## Document section
Love can take many forms. Imagine a day at work that has been so exhausting that you can't wait to sink into the couch at home, no longer required to listen or talk or even to do anything other than keep breathing. Then a good friend calls. She's having a crisis. She needs a friend. You pick yourself up, arrange to meet at a French restaurant (because French food is always of comfort) and remember that love knows no bounds when it comes to a friend in need.

Ile de France was the perfect venue for our rendezvous; the semi-circular dining room large and spacious enough to ensure some privacy, the lighting subdued enough to disguise anyone showing signs of distress and the walls adorned with large black and white photographs of that wonderfully enchanting city, Paris, would hopefully remind us that life endures all manner of trials and tribulations. Admittedly, the red and white cane cafe furniture positioned outside on the pavement proved a tad misleading, as inside the furnishings are more reminiscent of the former Mecca cafe but it's a fabulous and surprising space and, as I'd not been there under its previous incarnation, I found it appealing.

We selected a table by the window and our French waiter, whether he noticed that one of us was not in the best shape or not, gave nothing away as he went through the blackboard specials and then kindly suggested he bring us glasses of wine to "elp with your making of decisions". Throughout the evening he came and went with the professional grace of someone who knows when his customers prefer to remain undisturbed.

One of the striking features of French cuisine is how simple food can be so rich. The menu at Ile de France is a classic example of this - it's full of gutsy, hearty fare, perhaps due to Chef Gilles Papst hailing from the Alsace region. Entree choices include escargots in garlic and red wine, grilled prawns with saffron aioli, the obligatory duck liver pate and rillettes de porc, that wonderful, fatty slow-cooked terrine, which I ended up going with. Chunky pieces of pork had been cooked down and pressed into small, individual jars which made for cute presentation. Briny gherkins and sharp Dijon mustard were the ideal companions to cut through the lard and I was, quite frankly, in pig's heaven slathering it on warm, toasted sourdough. Meanwhile I could see my friend was trying to muster enough of an appetite to at least look as though she was enjoying her grilled prawns but knowing her mind was elsewhere, I offered to help out. While she wept, I ate. The half dozen prawns were okay but not sensational and the aioli, though lemony enough, showed no sign of the proclaimed saffron.

## Problem details
Reproduce the stretch of the restaurant review from "Ile de France was" through "found it appealing.", swapping "pavement" for "sidewalk".

## Raw data
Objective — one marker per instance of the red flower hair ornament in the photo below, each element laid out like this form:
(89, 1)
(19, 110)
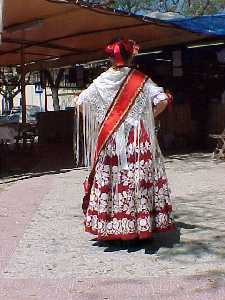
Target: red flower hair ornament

## Answer for the task
Ile de France was the perfect venue for our rendezvous; the semi-circular dining room large and spacious enough to ensure some privacy, the lighting subdued enough to disguise anyone showing signs of distress and the walls adorned with large black and white photographs of that wonderfully enchanting city, Paris, would hopefully remind us that life endures all manner of trials and tribulations. Admittedly, the red and white cane cafe furniture positioned outside on the sidewalk proved a tad misleading, as inside the furnishings are more reminiscent of the former Mecca cafe but it's a fabulous and surprising space and, as I'd not been there under its previous incarnation, I found it appealing.